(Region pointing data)
◇ ◇ ◇ ◇ ◇ ◇ ◇

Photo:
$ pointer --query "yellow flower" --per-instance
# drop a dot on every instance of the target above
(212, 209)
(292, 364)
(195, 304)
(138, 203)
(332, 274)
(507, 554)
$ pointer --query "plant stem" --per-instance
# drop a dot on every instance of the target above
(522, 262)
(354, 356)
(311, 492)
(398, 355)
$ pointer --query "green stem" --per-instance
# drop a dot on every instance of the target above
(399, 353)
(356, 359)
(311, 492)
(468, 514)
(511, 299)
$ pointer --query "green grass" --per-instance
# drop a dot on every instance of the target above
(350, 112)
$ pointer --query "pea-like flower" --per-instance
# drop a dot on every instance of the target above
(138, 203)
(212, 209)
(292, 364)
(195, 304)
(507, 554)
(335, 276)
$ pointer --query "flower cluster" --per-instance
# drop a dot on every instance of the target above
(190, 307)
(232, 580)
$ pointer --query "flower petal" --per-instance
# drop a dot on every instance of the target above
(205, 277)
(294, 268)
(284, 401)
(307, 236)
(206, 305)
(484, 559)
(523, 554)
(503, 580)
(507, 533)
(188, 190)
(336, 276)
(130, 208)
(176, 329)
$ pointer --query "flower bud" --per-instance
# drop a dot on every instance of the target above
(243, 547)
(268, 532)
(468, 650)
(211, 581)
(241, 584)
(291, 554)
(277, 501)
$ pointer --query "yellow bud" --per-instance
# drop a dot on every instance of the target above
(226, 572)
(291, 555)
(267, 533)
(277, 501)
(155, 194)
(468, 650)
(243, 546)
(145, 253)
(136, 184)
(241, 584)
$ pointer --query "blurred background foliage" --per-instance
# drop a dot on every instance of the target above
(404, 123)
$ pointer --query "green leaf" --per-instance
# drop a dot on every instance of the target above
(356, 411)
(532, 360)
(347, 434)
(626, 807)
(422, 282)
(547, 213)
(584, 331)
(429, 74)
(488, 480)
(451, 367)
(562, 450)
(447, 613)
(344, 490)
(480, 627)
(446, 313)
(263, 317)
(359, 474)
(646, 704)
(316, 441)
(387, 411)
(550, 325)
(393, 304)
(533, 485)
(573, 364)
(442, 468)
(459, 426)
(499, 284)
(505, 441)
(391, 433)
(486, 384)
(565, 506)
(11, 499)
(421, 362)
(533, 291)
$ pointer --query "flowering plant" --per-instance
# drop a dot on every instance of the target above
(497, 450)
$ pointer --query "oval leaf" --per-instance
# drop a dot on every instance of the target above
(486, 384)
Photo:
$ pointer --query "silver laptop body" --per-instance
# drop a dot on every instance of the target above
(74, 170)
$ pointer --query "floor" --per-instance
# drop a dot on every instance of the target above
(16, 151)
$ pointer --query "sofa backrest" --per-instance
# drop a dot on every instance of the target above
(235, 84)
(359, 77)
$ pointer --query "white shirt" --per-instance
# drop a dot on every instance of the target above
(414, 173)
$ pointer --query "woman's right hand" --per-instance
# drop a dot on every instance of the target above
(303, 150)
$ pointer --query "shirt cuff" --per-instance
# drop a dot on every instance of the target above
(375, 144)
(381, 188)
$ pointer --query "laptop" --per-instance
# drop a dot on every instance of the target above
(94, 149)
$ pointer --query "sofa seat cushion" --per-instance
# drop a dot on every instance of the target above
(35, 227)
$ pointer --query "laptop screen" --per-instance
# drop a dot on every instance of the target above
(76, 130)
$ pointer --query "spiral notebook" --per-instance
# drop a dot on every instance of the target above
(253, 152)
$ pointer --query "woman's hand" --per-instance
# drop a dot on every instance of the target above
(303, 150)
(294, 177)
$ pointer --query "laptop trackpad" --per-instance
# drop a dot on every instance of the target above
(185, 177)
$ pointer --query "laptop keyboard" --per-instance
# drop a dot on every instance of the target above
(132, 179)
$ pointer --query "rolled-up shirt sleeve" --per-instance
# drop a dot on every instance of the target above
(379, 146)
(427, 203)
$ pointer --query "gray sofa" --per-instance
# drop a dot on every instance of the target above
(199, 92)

◇ ◇ ◇ ◇ ◇ ◇ ◇

_Problem requirements_. Find the word "woman" in the records. Copy every line it appears in.

_Task solution_.
$ pointer --query "woman's right hand" --per-instance
$ pointer --query "woman's hand" --per-instance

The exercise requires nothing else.